DIGITAL SIGNATURES AND THE INTERNET (UPDATE)
Congress
passed the “Electronic Signatures in Global and National Commerce Act” in
June 2000. The text of the law is
found at 15 United States Code (USC), Section 7001 et seq.
This “Electronic Signatures Act” became effective October 1, 2000,
but with several important provisions delayed until March 1, 2001 and June 1,
2001. See Section 7007(b) of the
Act.
The
purpose of the Electronic Signature Act is to clarify how and when electronic
records can become binding legal documents equivalent to traditional written
agreements. The opening sentence
states:
“Notwithstanding
any statute, regulation or other rule of law
… with respect to any
transaction in or affecting interstate or foreign commerce – (1) a signature,
contract or other record relating to such transaction may not be denied legal
effect, validity, or enforceability solely because it is in electronic form; and
(2) a contract relating to such transactions may not be denied legal effect,
validity, or enforceability solely because an electronic signature or electronic
record was used in its formation.”

Source data

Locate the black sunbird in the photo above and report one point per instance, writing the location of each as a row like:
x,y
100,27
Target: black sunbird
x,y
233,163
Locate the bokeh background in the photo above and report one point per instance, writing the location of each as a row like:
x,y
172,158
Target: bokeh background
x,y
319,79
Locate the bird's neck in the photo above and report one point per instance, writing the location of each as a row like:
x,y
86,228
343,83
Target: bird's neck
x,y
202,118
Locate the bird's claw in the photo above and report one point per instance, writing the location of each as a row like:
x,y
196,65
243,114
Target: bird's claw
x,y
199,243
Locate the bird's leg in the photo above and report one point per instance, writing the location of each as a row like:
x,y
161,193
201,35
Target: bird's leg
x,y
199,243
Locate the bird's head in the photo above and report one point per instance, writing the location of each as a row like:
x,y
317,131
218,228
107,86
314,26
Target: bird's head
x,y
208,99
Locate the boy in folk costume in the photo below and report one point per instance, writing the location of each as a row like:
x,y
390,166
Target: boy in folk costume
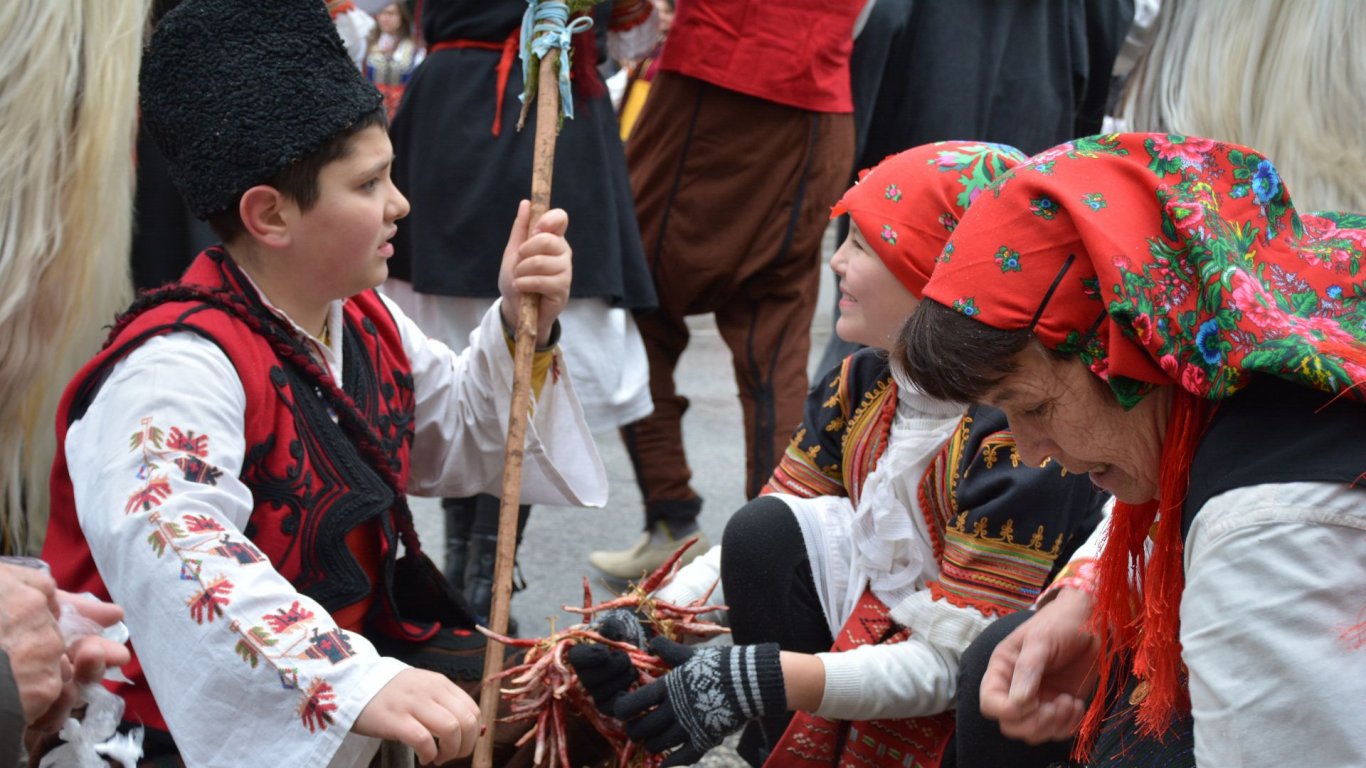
x,y
895,529
234,465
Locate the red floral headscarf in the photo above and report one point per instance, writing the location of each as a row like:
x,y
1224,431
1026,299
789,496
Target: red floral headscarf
x,y
1161,260
909,204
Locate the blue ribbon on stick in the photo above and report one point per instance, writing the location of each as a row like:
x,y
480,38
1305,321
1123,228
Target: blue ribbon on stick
x,y
544,26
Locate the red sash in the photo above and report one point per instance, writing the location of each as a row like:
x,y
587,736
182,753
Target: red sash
x,y
911,742
504,70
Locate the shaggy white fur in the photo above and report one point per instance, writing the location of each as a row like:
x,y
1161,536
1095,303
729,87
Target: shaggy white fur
x,y
67,115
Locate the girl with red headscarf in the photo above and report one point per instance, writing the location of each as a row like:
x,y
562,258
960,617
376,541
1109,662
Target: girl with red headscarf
x,y
895,529
1153,312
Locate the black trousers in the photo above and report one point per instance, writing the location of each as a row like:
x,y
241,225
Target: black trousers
x,y
772,596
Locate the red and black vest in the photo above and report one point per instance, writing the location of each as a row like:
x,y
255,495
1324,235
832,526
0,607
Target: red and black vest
x,y
323,515
794,52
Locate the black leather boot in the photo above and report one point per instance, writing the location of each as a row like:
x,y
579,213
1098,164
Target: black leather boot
x,y
459,517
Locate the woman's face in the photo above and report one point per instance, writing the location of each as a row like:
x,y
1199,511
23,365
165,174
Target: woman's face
x,y
389,18
1057,409
873,302
664,8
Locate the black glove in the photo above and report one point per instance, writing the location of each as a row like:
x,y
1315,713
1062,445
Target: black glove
x,y
607,673
711,693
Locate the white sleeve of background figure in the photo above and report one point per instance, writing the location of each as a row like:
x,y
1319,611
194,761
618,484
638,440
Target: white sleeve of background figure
x,y
1273,626
463,401
221,636
694,580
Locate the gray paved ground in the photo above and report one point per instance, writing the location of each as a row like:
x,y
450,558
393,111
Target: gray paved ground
x,y
553,554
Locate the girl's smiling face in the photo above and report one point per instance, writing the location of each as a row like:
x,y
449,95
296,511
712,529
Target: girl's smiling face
x,y
873,302
1059,409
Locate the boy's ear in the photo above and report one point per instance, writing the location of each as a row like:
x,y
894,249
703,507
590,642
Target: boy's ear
x,y
262,211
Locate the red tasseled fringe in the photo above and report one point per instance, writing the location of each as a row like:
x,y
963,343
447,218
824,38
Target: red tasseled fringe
x,y
1152,637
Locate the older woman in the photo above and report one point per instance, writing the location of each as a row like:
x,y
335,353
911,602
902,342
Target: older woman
x,y
1153,312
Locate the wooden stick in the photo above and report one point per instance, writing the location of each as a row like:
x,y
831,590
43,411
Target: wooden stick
x,y
542,171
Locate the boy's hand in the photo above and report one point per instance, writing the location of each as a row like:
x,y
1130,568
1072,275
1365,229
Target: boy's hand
x,y
425,711
86,659
537,264
1041,677
30,637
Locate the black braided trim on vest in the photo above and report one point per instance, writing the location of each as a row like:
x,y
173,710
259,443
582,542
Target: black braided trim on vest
x,y
1275,431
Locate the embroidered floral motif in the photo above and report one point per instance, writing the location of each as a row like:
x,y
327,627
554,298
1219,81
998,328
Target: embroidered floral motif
x,y
1044,208
208,603
284,619
317,707
198,472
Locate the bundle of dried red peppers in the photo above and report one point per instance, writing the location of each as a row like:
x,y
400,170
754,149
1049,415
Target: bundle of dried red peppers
x,y
545,689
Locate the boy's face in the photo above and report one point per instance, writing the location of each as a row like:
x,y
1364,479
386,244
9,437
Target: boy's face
x,y
343,241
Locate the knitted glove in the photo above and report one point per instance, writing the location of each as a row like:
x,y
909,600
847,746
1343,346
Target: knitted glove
x,y
607,673
711,693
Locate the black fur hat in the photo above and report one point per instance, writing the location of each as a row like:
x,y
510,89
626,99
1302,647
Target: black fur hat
x,y
235,90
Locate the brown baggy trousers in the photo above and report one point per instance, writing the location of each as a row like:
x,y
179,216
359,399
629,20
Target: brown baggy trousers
x,y
732,194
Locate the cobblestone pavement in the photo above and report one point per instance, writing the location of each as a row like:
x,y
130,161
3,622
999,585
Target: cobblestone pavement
x,y
553,554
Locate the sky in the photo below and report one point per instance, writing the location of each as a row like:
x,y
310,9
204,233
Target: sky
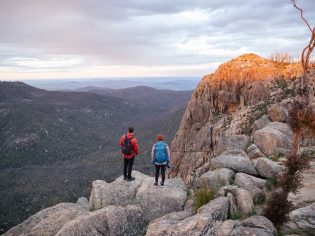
x,y
59,39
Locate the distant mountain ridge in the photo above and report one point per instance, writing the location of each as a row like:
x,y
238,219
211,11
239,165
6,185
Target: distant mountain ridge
x,y
178,84
57,142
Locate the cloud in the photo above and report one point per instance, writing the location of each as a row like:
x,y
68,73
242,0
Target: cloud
x,y
72,35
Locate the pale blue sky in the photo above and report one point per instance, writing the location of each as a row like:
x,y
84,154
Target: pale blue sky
x,y
105,38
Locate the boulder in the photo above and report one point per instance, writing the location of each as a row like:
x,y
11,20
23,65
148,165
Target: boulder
x,y
253,152
111,220
261,122
226,227
243,198
255,225
231,141
155,202
183,224
277,113
267,168
306,194
216,178
236,160
48,221
82,201
302,221
119,192
274,138
250,183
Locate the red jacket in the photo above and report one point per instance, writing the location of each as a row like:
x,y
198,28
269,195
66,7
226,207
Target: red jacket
x,y
134,144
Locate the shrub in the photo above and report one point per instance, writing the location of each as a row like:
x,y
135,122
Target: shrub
x,y
260,199
203,196
278,207
238,215
271,183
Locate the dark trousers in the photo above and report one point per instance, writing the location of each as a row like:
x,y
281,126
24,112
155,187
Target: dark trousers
x,y
128,163
157,172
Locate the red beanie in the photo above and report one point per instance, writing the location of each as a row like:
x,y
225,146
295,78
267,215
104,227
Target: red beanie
x,y
160,137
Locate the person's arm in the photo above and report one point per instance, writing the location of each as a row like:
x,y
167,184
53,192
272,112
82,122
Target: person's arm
x,y
168,153
121,142
152,154
135,146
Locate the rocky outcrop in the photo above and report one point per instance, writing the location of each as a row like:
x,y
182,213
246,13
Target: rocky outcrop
x,y
274,138
236,160
48,221
277,113
306,194
223,109
253,152
261,122
302,221
228,141
68,219
111,221
216,178
155,202
252,184
183,224
267,168
243,198
83,202
255,225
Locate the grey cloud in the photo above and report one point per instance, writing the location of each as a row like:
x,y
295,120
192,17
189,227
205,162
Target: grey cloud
x,y
141,32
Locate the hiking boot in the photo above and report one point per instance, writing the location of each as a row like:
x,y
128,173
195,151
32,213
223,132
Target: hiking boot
x,y
131,179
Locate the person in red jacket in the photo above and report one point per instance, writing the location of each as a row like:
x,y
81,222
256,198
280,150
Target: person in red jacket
x,y
129,148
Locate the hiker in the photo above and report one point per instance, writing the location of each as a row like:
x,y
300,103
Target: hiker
x,y
129,149
160,155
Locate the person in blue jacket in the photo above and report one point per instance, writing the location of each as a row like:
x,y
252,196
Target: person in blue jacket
x,y
160,155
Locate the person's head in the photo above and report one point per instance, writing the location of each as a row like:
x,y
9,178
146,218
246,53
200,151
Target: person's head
x,y
159,137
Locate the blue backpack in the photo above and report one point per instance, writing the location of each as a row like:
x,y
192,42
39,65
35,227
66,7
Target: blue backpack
x,y
160,152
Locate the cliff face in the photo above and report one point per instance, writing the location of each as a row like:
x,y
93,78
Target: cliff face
x,y
224,107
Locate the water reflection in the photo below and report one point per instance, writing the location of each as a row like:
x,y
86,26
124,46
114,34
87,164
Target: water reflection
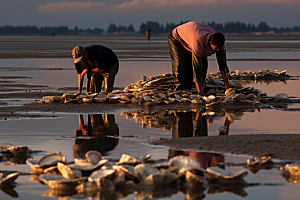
x,y
187,123
99,133
205,159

■ **DIRECTIVES**
1. According to the text on electronic signatures, on what date did the Electronic Signatures Act become effective?
2. Return the lines of the listing from the line containing "Locate the blue backpack" through the end of the listing, both ends included, and omit the pictures.
The text on electronic signatures has no connection to the listing.

■ **WRITTEN RESPONSES**
1. October 1, 2000

2.
Locate the blue backpack in the photo above and report one point per instance, writing the location of each as a row like:
x,y
192,42
39,65
35,227
66,7
Target: blue backpack
x,y
160,152
Locate the cliff face in the photo above and report one point per instance, writing the location of each as a row like:
x,y
93,78
Target: cliff face
x,y
224,107
Locate the water reflection in the photo below and report one point per instance, writing the location of each as a row like:
x,y
86,26
124,46
114,34
87,164
Target: water reflection
x,y
187,123
99,133
205,159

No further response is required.